Excerpted text:

Cool. That is also my expectation.

> 
> > Does the "main VM management process" represent the vCPU threads?
> 
> The main VM management process drives a VM and starts separate threads for each VCPU. All of these
> will be in one process within the same address space.
> 
> > Additional question is how to make the binary aware of the platform?
> > Though some compiling option or some syscall?
> 
> There will be initial support for writing binaries for the COCONUT platform. This will include a basic
> library around the system calls, platform setup code, memory allocator and so on.
> 
> All of this will hopefully flow into making COCONUT a Rust platform target, so that binaries can be
> written using Rust standard library support. But in the beginning there will only be a special library
> crate to build binaries against.

Understand. This should be the item "[StdRust] COCONUT-SVSM as Rust Tier3/2 Target" in the development plan.

As "the binary has to be aware of the platform as there will always be platform-specific handling required to some degree", I though this requires the binary being able to distinguish SEV, TDX and other possible architectures, so wondering what might be the preferred way to do so.

> 
> > I suppose when GET/SET_STATE(VMSA_GPA), the kernel mode will return
> > all the CPU states defined in the VMSA page by coping data from one
> > page to another, is this correct? For TDX, this is more expensive
> > because reading one VMCS field will require sending one tdcall to TDX
> > module. For example, if user mode only wants to know CR0, it is better
> > for TDX to just send one tdcall to read the CR0 field instead of
> > sending many tdcalls to read all the CPU state from VMCS field to
> > construct the VMSA page.
> 
> Okay, it might make sense to have a more fine-grained state access. That should not be a problem, on
> the AMD platform these calls can be batched and still update as many state as desired with one
> user/kernel transition.

Yes, sure. Let's have a more fine-grained state access.

> 
> > Indeed, we can think more about the way for the device to process to
> > inject an IRQ. SET_STATE might be an option.
> 
> SET_STATE is bound to the VCPU object, which is not accessible in the device emulation process. From
> the model that evolves here an IRQ event object which can be triggered from a separate process would
> make more sense.

I see. Ultimately, the IRQ event will be synced to virtual LAPIC in the kernel, but I am currently not clear about how this is achieved from the device model process. If you have more detailed ideas which is ready to share, I would be interested in learning about it.

Set task 1:
Decide whether each statement agrees with the COCONUT-SVSM discussion. Answer yes or no for each, and quote the words from the discussion that settle it.
(a) All the vCPU threads run in one process within the same address space.
(b) The device emulation process can reach SET_STATE.
(c) On the AMD platform, state calls can be batched.
Set task 2:
Write the next part of the COCONUT-SVSM discussion, starting after its last sentence.
The items that come after this discussion are taken from a separate source.

Given entries:
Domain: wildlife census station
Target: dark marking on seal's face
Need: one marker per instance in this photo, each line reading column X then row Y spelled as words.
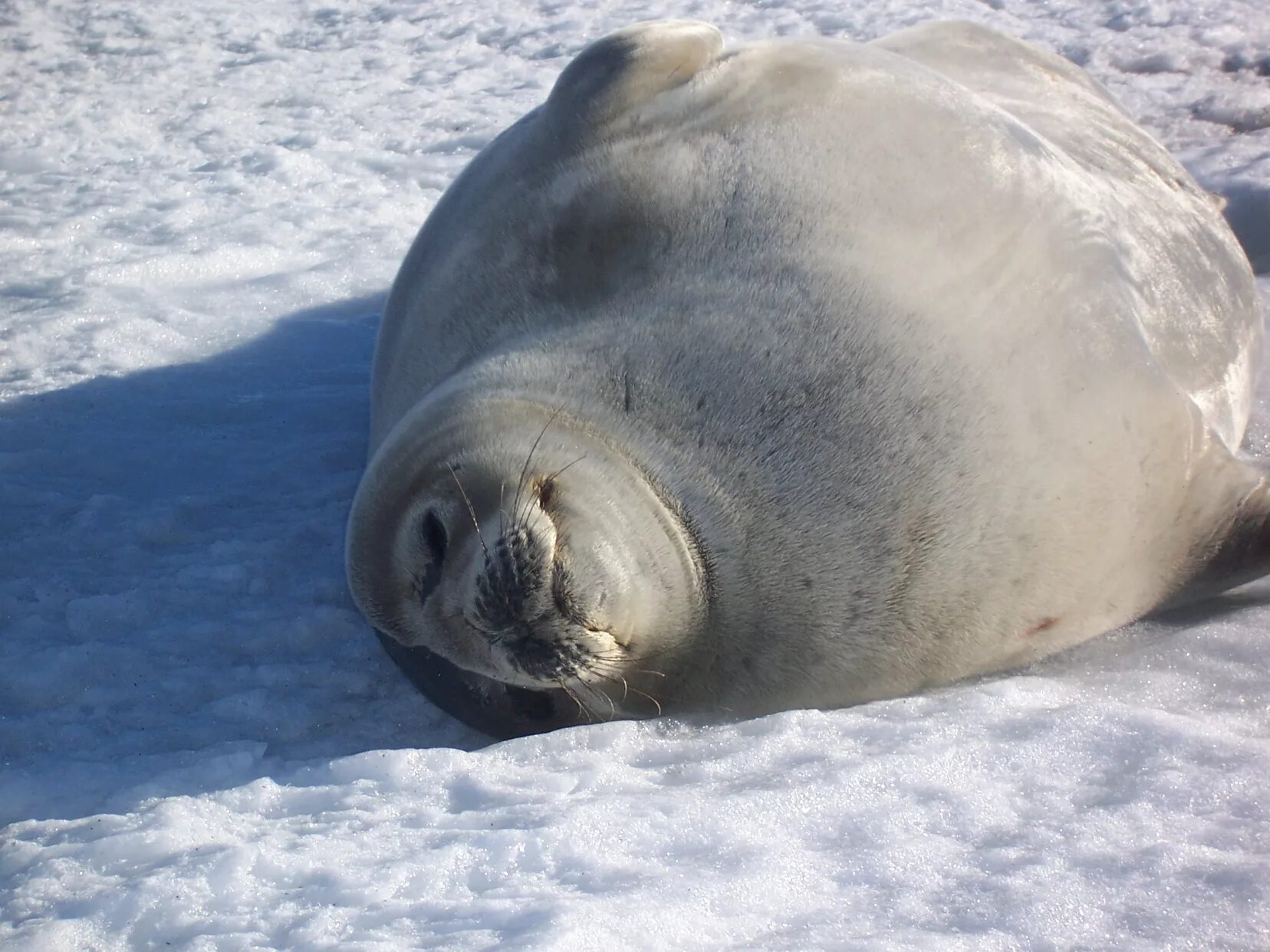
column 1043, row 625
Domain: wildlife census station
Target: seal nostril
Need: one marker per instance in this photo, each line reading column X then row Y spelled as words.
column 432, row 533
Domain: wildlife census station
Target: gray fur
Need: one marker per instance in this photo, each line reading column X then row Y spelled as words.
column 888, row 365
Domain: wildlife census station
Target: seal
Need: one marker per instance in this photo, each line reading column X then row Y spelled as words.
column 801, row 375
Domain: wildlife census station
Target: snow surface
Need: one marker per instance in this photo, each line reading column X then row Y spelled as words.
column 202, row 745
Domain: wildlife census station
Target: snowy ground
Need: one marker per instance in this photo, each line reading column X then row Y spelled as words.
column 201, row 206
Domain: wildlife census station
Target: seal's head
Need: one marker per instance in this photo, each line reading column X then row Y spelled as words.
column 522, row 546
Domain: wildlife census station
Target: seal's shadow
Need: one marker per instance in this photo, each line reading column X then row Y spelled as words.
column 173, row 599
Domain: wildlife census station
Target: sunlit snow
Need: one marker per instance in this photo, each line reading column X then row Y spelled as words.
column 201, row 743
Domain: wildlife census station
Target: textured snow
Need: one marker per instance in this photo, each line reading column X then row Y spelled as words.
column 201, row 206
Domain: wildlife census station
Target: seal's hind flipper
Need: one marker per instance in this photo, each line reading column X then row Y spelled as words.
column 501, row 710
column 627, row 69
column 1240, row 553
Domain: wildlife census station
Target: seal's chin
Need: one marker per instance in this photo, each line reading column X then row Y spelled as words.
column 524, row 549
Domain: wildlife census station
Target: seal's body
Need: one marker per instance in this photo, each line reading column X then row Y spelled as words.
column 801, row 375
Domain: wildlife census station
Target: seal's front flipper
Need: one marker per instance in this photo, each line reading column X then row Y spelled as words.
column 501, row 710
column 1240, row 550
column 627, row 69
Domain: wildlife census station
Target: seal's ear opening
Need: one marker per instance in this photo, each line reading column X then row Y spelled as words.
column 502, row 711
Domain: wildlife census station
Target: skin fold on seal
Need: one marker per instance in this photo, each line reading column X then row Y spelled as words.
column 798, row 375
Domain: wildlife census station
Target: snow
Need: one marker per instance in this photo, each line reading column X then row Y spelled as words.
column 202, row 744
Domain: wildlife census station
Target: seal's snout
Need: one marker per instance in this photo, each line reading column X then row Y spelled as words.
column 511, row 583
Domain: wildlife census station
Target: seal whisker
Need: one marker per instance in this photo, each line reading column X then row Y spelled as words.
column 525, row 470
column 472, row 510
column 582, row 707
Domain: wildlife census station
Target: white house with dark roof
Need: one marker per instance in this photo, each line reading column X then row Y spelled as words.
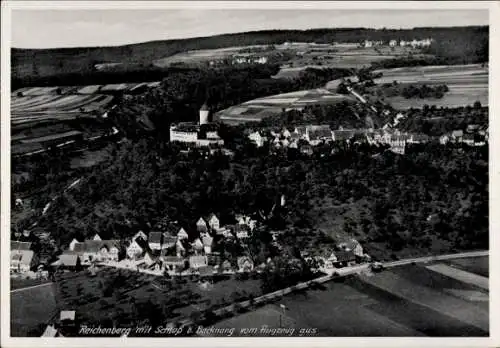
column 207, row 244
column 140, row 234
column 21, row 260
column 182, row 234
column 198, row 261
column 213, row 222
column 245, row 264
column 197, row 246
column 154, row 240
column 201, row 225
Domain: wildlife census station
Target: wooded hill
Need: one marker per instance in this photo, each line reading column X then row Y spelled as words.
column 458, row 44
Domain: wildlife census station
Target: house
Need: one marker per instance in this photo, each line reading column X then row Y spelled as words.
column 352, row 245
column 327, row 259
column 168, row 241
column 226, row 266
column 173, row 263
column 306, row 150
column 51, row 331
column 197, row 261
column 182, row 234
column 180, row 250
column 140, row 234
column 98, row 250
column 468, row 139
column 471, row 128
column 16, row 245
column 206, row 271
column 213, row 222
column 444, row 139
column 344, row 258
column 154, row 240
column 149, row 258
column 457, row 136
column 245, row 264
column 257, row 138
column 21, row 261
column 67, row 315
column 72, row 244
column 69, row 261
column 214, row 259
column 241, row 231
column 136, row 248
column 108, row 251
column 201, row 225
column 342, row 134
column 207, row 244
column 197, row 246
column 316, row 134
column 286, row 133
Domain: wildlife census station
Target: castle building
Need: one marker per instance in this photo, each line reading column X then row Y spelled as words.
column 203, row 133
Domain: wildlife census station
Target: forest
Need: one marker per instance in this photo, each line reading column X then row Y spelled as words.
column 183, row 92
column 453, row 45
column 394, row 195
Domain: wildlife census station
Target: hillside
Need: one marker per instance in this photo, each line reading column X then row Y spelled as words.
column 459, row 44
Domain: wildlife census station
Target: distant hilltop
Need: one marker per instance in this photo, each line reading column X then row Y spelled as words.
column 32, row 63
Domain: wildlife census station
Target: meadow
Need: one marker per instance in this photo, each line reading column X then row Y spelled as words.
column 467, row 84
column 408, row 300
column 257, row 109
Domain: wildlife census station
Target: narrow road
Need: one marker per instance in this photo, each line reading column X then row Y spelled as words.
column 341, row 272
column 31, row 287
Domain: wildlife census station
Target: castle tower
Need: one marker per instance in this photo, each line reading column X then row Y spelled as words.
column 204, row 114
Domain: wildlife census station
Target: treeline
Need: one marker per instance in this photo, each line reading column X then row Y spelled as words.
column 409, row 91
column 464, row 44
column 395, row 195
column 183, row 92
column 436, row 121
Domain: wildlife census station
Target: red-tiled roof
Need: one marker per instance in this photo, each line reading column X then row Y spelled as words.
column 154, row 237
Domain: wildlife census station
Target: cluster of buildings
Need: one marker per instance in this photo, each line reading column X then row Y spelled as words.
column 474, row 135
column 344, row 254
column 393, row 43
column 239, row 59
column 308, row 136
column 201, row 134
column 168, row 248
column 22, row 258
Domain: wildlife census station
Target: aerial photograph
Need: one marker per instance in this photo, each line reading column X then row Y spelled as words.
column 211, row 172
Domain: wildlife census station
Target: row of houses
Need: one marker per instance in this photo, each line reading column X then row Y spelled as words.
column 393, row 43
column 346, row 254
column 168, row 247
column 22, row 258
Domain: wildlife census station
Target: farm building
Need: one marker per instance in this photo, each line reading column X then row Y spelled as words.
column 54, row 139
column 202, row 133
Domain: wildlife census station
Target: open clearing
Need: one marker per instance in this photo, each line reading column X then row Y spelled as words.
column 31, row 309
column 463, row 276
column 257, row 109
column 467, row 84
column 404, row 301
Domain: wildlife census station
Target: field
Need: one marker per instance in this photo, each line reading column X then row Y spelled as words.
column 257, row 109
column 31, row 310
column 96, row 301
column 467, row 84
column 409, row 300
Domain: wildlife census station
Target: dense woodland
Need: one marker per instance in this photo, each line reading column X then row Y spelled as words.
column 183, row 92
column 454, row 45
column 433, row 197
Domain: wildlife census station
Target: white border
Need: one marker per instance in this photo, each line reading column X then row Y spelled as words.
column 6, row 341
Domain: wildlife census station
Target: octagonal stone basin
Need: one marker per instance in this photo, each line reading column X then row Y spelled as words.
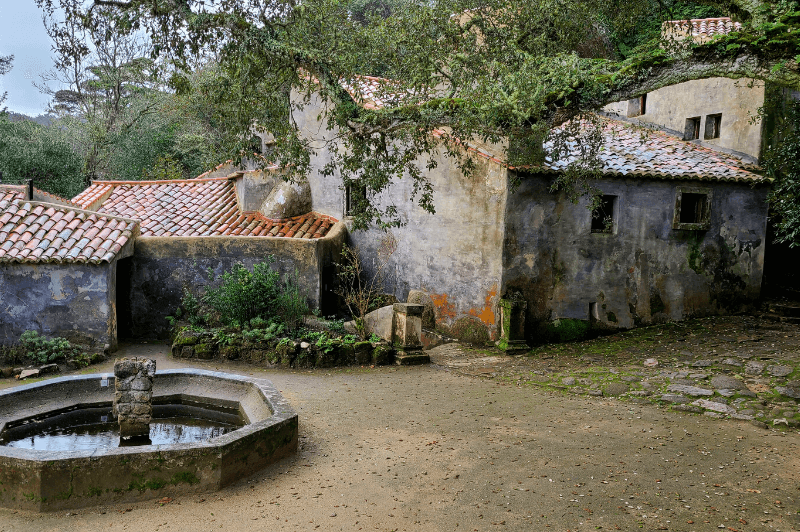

Task answer 1:
(a) Yes: "will be in one process within the same address space"
(b) No: "SET_STATE is bound to the VCPU object, which is not accessible in the device emulation process"
(c) Yes: "these calls can be batched"

Task answer 2:
> 
> > Sure. As some of the L1's MSR are not used by svsm, we "passthrough"
> > such MSR to the VM to simplify the MSR emulation. When VM accesses
> > such MSR, the vmexit is handled by reading from/writing to the
> > corresponding L1's MSR.
> > Here is the list of "passthrough" MSR we made for TDP guest:
> > https://github.com/intel-staging/td-partitioning-svsm/blob/svsm-tdp/ke
> > rnel/src/tdx/vmsr.rs#L595
> 
> Okay, whether these are switched on L1/L2 transitions should be transparent to user-space. User-space
> can change them via the SET_STATE call and the kernel handles the details.

Got it. BTW, do you think if should have a way to tell whether a guest's MSR is emulated by the COCONUT kernel or by the user-space process?

As the virtual LAPIC is implemented in the kernel, I believe the x2apic MSRs will be emulated directly in the COCONUT kernel without returning back to the user-space. If we want the some MSRs to be emulated by the user-space, probably needs to tell kernel about this so that, the COCONUT kernel can return back to the user space in case of the vmexit occurs due to these user-space monitored MSR?

Thanks
Chuanxiao

> 
> > >
> > > Other options would be:
> > >
> > > 	* Let the COCONUT kernel forward MMIO and IOIO requests for
> > > 	  which it has no handler to the host and use the result for
> > > 	  emulation
> > > 	* Re-inject these events as #VC/#VE execeptions into the guest
> > > 	  OS and let it deal with it.
> > >
> > > The right approach probably also depends on wether the OS runs in englightened or paravisor
> mode.
> >
> > For the either enlightened or paravisor mode, is the 1st option workable for both? If so, looks like the
> 1st option is better as it is more efficient.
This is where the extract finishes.